## Work instruction
Transcribe each entry in full, and leave the images out.

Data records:
○ ○ ○ ○ ○ ○ ○

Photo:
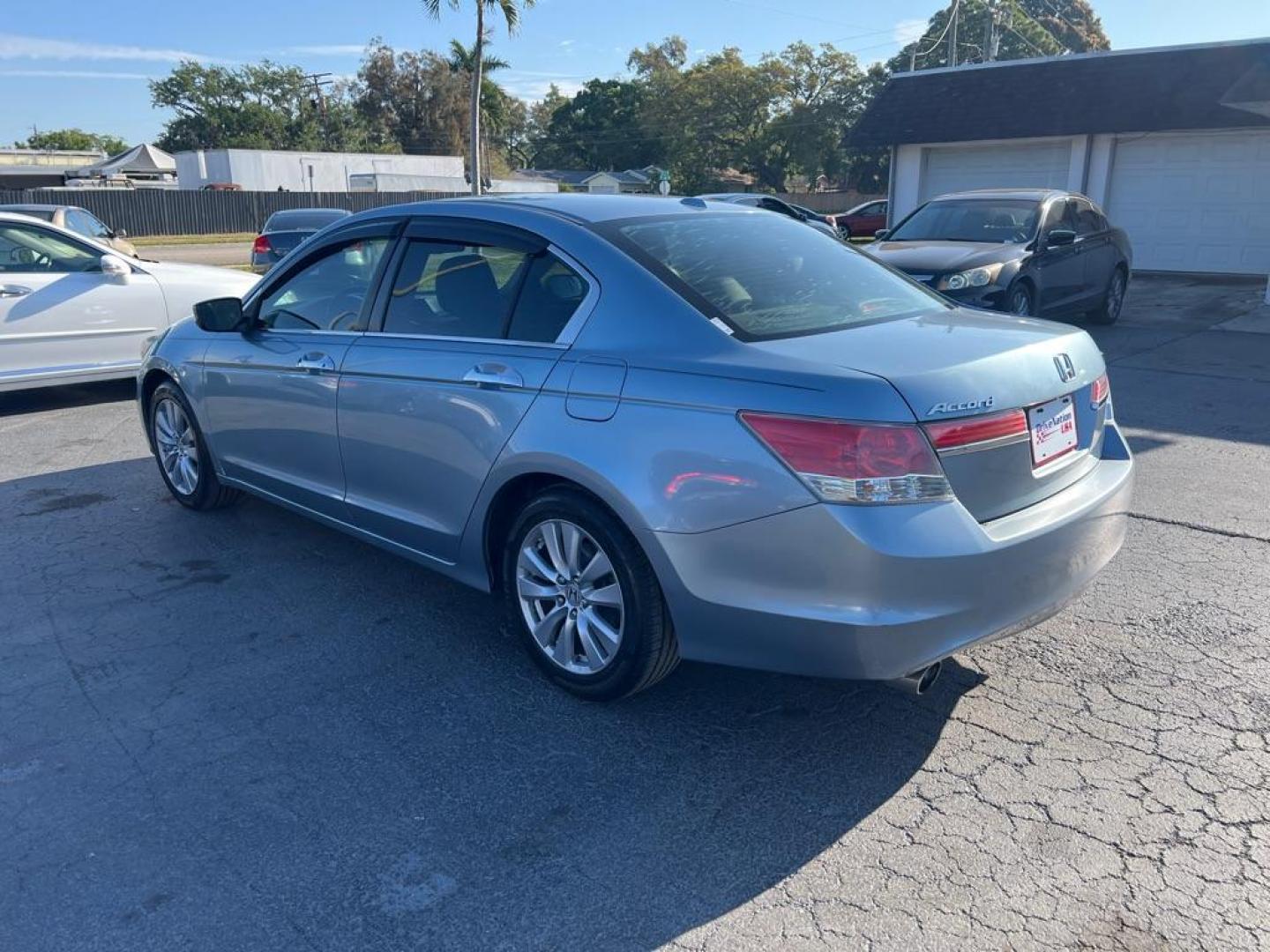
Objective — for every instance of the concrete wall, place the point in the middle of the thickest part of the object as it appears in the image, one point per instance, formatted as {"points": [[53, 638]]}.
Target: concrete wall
{"points": [[260, 170]]}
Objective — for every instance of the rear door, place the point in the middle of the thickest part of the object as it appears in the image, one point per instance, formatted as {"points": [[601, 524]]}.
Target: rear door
{"points": [[1099, 253], [270, 394], [61, 316], [467, 329]]}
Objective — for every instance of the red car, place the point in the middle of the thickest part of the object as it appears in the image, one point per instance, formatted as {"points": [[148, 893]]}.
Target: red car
{"points": [[862, 221]]}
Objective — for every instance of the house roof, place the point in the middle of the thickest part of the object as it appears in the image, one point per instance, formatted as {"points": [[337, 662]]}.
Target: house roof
{"points": [[1223, 86], [580, 176]]}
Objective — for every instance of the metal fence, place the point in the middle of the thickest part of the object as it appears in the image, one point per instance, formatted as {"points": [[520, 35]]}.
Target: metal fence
{"points": [[143, 212]]}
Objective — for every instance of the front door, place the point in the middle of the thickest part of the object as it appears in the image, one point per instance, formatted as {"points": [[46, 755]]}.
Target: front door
{"points": [[465, 339], [60, 316], [1059, 270], [270, 394]]}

○ ○ ○ ○ ○ ○ ○

## Solution
Photo:
Objective — for every instance of the concrete wall, place the point in the middle of the thickest part of the object as it appears in the image, one point per instance, formatted as {"points": [[53, 638]]}.
Target: concrete wall
{"points": [[260, 170]]}
Objective — for every instance of the rear door, place the point in the middle of the thickest part of the object as it appears in the image, one point per instance, formatted as {"points": [[601, 524]]}.
Target: rear door
{"points": [[1099, 253], [270, 394], [61, 316], [467, 329]]}
Objective — for every instance of the red car, place the point in the middle of the thickest part of the object as it appears in the image, one point per instance, formatted as {"points": [[148, 893]]}.
Target: red car
{"points": [[862, 221]]}
Objective — for every instance of the house roof, place the point in the middle of the thickest part of the object as it appears in the image, one point per instance, formatted as {"points": [[337, 662]]}.
Target: house roof
{"points": [[1223, 86], [580, 176]]}
Objective — for every instance of the metal fence, place the point in the middle of the thickest part of the object as it appears in the image, one point per instance, formatted as {"points": [[520, 35]]}.
Target: metal fence
{"points": [[143, 212]]}
Objective — for every instance of the front door, place the point in the middle of the thickest part of the object as it appears in the image, one point per instance, formatted as {"points": [[46, 755]]}.
Target: front door
{"points": [[465, 339], [60, 316], [1059, 270], [270, 394]]}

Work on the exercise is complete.